» Exercise directions: Pull out every line in the rows below that contains the string "hedge", with uppercase and lowercase counting as different.

** start Given data **

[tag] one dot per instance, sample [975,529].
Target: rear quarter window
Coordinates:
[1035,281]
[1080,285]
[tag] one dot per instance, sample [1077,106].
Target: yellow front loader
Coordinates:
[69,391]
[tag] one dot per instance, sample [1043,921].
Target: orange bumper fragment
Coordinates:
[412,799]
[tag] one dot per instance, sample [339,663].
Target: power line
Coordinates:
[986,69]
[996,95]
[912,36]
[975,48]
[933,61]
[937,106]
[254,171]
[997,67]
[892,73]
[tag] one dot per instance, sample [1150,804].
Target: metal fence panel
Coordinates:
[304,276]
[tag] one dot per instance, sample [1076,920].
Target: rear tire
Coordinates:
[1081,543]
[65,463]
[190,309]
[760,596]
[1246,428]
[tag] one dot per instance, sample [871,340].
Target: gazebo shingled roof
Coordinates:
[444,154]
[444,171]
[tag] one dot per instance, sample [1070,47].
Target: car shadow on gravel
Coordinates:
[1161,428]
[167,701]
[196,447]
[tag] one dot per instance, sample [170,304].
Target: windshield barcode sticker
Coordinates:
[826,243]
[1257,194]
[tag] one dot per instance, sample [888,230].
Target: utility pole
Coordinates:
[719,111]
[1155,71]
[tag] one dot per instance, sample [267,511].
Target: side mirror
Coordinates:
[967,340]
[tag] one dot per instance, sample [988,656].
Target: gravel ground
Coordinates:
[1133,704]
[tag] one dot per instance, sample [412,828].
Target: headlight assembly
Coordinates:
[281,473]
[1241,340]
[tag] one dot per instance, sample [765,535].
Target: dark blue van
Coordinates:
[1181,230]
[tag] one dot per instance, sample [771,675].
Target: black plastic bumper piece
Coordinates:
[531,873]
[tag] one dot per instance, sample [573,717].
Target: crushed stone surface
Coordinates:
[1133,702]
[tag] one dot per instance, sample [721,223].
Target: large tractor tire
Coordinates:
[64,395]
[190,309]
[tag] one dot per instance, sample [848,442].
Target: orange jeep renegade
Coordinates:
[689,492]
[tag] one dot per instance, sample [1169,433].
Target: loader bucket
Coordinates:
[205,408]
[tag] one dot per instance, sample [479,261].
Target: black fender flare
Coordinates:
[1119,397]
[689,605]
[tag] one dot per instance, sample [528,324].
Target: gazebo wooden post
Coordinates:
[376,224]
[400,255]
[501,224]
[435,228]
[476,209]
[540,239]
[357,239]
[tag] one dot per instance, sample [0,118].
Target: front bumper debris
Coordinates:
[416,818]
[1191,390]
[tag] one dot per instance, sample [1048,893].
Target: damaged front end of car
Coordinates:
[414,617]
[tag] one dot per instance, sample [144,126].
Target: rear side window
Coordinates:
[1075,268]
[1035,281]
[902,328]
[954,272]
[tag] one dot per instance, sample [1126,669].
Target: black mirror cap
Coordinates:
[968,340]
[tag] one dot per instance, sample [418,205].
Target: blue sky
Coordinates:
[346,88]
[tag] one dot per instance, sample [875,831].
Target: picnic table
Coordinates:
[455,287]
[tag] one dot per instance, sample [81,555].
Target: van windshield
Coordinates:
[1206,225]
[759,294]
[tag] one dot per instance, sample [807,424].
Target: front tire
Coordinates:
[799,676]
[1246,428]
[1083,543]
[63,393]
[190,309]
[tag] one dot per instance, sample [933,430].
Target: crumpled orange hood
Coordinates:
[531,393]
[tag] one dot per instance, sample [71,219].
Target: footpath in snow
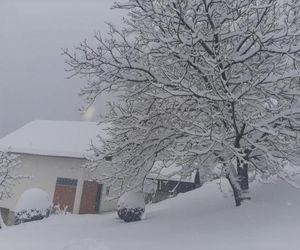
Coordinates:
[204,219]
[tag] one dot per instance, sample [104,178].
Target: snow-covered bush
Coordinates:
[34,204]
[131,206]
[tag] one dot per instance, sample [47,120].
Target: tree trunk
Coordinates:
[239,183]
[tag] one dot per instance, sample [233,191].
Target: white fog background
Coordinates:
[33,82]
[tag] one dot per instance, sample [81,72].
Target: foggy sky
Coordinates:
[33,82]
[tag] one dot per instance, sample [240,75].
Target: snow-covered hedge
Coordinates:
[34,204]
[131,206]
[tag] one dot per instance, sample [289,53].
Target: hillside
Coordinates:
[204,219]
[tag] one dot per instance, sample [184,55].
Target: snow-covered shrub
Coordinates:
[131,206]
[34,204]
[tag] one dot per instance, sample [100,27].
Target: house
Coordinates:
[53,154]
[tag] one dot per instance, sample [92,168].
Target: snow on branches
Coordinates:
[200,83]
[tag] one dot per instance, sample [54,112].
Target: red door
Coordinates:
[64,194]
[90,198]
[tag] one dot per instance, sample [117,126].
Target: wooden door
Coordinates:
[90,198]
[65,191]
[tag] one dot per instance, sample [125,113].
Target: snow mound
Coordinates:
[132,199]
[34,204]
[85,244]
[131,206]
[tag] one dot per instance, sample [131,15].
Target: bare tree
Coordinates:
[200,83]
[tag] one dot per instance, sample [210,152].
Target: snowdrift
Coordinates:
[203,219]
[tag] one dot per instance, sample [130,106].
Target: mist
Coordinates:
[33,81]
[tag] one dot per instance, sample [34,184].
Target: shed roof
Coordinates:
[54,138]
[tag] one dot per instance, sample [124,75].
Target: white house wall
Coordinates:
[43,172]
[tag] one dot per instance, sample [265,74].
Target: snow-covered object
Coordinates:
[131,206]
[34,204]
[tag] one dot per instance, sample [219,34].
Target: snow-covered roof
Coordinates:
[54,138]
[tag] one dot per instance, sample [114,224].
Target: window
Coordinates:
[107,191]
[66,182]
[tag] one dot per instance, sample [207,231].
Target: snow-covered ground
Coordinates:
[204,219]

** end Given data **
** start Given data **

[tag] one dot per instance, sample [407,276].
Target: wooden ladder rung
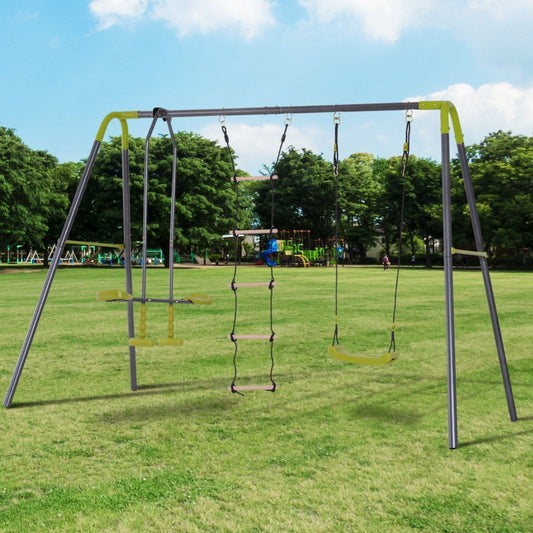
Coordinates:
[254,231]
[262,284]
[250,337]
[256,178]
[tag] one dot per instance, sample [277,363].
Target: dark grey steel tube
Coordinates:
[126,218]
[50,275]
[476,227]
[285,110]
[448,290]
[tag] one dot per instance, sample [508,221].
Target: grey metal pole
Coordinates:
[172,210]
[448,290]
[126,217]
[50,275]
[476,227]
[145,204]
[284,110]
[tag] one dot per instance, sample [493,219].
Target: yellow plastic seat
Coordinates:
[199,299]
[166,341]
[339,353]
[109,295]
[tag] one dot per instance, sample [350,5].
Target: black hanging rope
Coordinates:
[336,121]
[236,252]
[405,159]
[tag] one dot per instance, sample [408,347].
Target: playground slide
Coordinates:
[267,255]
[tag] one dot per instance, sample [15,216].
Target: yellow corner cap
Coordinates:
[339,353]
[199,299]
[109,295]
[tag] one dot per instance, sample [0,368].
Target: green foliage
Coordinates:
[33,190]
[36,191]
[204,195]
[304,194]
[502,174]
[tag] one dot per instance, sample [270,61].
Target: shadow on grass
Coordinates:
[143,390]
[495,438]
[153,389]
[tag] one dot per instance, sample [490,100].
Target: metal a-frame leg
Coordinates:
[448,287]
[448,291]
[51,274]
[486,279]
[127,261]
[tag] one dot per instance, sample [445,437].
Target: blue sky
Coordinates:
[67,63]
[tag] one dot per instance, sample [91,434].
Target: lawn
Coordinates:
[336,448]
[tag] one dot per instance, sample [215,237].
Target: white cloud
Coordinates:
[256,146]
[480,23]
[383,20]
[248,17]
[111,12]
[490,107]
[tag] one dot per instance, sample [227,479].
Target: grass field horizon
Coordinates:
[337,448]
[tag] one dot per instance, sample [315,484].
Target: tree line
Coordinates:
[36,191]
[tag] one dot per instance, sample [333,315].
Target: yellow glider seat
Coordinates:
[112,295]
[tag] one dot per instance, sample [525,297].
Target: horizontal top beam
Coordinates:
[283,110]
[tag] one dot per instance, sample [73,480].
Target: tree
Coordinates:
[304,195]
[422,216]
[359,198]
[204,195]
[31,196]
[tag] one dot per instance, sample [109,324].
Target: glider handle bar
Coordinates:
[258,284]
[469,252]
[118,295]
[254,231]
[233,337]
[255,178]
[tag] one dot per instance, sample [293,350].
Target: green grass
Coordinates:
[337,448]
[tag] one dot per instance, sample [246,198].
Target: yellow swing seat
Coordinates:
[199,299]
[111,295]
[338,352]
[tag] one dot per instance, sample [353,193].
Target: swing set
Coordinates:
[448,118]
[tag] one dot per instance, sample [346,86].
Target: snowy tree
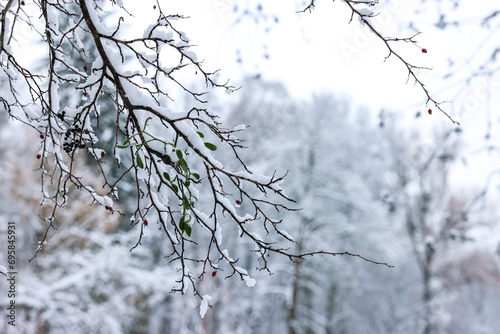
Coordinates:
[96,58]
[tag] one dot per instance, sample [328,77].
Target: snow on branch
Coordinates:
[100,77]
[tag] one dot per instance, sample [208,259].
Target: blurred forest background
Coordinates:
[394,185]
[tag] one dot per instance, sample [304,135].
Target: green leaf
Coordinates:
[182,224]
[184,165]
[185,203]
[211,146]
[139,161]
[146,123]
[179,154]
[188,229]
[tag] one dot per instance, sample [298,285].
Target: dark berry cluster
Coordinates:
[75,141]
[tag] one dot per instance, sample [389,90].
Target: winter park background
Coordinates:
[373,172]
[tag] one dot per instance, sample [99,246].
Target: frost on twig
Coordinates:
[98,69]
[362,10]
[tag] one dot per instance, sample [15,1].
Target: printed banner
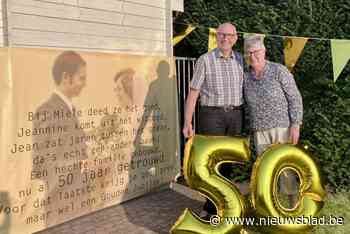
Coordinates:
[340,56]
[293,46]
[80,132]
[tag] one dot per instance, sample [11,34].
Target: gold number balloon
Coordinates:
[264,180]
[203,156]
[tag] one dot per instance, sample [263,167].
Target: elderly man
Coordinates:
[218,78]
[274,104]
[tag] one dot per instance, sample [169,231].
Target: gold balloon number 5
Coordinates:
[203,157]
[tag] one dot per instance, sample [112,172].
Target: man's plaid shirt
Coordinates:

** end Given data **
** start Given data **

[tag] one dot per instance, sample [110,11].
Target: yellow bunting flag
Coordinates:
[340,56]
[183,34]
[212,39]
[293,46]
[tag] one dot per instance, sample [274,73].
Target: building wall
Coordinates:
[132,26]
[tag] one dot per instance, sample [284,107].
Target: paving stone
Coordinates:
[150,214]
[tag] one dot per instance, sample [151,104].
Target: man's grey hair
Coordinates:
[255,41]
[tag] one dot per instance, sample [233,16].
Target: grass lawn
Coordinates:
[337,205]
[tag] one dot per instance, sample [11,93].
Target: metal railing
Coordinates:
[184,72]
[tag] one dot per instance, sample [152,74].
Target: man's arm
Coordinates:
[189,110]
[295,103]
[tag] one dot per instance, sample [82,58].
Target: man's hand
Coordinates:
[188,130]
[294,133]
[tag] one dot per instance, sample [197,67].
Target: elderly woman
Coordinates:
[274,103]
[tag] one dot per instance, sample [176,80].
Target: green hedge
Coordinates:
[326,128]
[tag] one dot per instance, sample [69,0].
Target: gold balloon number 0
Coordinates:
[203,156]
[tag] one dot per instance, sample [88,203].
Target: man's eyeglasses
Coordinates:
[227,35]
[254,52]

** end Given data **

» Output for this exercise:
Target: snow-covered hedge
Target: green hedge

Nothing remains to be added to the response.